## Instrucción A
Convierte en una lista el párrafo del fragmento sobre los gnósticos que comienza «Entre otras cosas, los gnósticos creían» y conserva sus datos principales.
## Instrucción B
Continúa el fragmento sobre los gnósticos a partir de su última oración.

## Fragmento del texto
━━━━━━━━━━━━━━━━━━━━

Dichos gnósticos recibían por lo general el nombre de sus maestros, siendo estigmatizados para siempre como los herejes o los heterodoxos («desviados» de la doctrina oficial), por la naciente iglesia católica que comenzaba a pergeñarse en los primeros siglos de nuestra era. Así, los seguidores de Valentín recibían el nombre de «valentinianos»; los de Marción, el de «marcionitas» y los de Carpócrates, «carpocratianos», reservándose el término de «simoníacos» para abarcarlos a todos en general, debido a que se consideraba a Simón Mago de Samaria, "el archienemigo de Pedro", como «el padre de todas las herejías» (p. 88). La enorme virulencia con que eran atacados por los ortodoxos (Ireneo, Tertuliano, Hipólito, Agustín, etc.) constituye una prueba contundente tanto de la capacidad de persuasión que dichos «desviados» ejercían sobre sus contemporáneos en un momento en que el cristianismo distaba muchísimo de ser lo que hoy entendemos como tal, como de la necesidad de eliminarlos o rechazarlos física e ideológicamente para construir la institución universal («católica») del Cristo desaparecido tiempo atrás.
Entre otras cosas, los gnósticos creían en un universo dualista y degradado de sus orígenes espirituales, en que los principios de bien y del mal estaban respectivamente representados por el espíritu y la materia, al modo platónico; en una interpretación no literal o simbólica de los textos sagrados, que los distinguía de los así llamados cristianos ortodoxos, que solían inclinarse por una interpretación literal; una diferencia de grado entre las diversas «iniciaciones» y los mismos miembros de «la iglesia verdadera», además de una serie de otros conceptos e intrincadas cosmologías dependientes de cada grupo en particular que, en ocasiones, los llevaban a asumir posturas radicalmente contrarias a las ortodoxas, como la de sostener que el Dios-Creador del Antiguo Testamento, "el dios de Israel", es distinto al Dios-Padre —algo así como una divinidad inferior, maligna y degradada—; sugerir que Cristo pudo ver en María Magdalena algo más que una mera compañera o discípulo, o bien, a afirmar que el esperado «Reino de los Cielos» no es un acontecimiento real a producirse en la historia, sino una metáfora para referirse a un estado superior de conciencia en que el iniciado y Cristo devienen idénticos, contradiciendo de esta forma la creencia tradicional de que Dios es esencialmente distinto de la humanidad, la completa alteridad.

━━━━━━━━━━━━━━━━━━━━

## Contenido de datos
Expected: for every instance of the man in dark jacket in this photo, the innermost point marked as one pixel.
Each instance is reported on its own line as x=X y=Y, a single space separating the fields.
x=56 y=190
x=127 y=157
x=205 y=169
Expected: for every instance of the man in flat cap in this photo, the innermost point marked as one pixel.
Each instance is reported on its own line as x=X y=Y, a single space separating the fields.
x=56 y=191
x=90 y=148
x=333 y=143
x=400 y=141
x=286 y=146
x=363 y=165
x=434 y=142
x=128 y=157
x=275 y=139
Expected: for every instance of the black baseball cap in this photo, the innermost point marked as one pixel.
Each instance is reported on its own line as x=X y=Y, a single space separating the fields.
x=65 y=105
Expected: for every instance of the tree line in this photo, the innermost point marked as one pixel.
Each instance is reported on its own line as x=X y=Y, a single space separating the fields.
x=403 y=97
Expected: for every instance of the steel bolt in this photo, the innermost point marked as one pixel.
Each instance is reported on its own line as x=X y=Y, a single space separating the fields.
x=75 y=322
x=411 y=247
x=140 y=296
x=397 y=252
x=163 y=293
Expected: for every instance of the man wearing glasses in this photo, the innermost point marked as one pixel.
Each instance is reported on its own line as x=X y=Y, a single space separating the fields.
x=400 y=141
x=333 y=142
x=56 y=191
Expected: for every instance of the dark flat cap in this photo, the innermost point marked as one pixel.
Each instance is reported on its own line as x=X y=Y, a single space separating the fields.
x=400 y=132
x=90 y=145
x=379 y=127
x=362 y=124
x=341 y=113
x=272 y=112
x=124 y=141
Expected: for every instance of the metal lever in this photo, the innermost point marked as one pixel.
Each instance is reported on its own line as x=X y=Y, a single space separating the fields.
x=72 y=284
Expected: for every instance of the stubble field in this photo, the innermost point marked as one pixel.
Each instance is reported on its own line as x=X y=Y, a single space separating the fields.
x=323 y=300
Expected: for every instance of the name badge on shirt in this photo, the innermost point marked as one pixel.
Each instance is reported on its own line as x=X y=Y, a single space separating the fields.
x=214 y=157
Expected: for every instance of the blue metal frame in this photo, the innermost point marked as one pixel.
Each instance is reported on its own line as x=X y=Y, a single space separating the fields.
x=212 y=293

━━━━━━━━━━━━━━━━━━━━

## Respuesta A
- Un universo dualista y degradado respecto de sus orígenes espirituales, donde el espíritu representa el bien y la materia el mal, al modo platónico.
- Una interpretación simbólica, no literal, de los textos sagrados, frente a los cristianos ortodoxos, que solían preferir la lectura literal.
- Una diferencia de grado entre las diversas «iniciaciones» y entre los propios miembros de «la iglesia verdadera».
- Otras cosmologías intrincadas, propias de cada grupo, que a veces los llevaban a posturas radicalmente contrarias a las ortodoxas:
  - El Dios-Creador del Antiguo Testamento, "el dios de Israel", es distinto del Dios-Padre y es una divinidad inferior, maligna y degradada.
  - Cristo pudo ver en María Magdalena algo más que una mera compañera o discípulo.
  - El «Reino de los Cielos» no es un acontecimiento histórico, sino una metáfora de un estado superior de conciencia en que el iniciado y Cristo se vuelven idénticos. Esto contradice la creencia tradicional de que Dios es esencialmente distinto de la humanidad.

## Respuesta B
Aparte del revelador ensayo Los evangelios gnósticos (1979), Elaine Pagels es autora de Adán, Eva y la serpiente (Crítica, 1990), The origin of Satan (1995), Beyond Belief: The secret gospel of Thomas (2003), Más allá de la fe (Crítica, 2004), etc. Actualmente, se desempeña como profesora de religión de la Universidad de Princeton, EE. UU.
Cabe esperar que este renovado interés por la trastienda de nuestras creencias y conocimientos oficiales, sin embargo, no se desperdicie o diluya en una suerte de paranoica búsqueda de significados ocultos y lecturas entre las líneas de textos más o menos sagrados o profanos, y nos lleve a cegarnos ante otras influencias aún más tangibles y muchas veces menos sutiles, capaces de engendrar tanto o mayor cantidad de mal o ceguera a nuestro alrededor, porque en ese caso habremos fracasado del todo en nuestro deber de desarrollar una conciencia crítica y libre, y una conducta más o menos conforme con eso, y el diablo habrá logrado, nuevamente, hacernos creer que no existe, para actuar con aún mayor impunidad sobre nuestro maltratadísimo mundo, caído en tantas desgracias.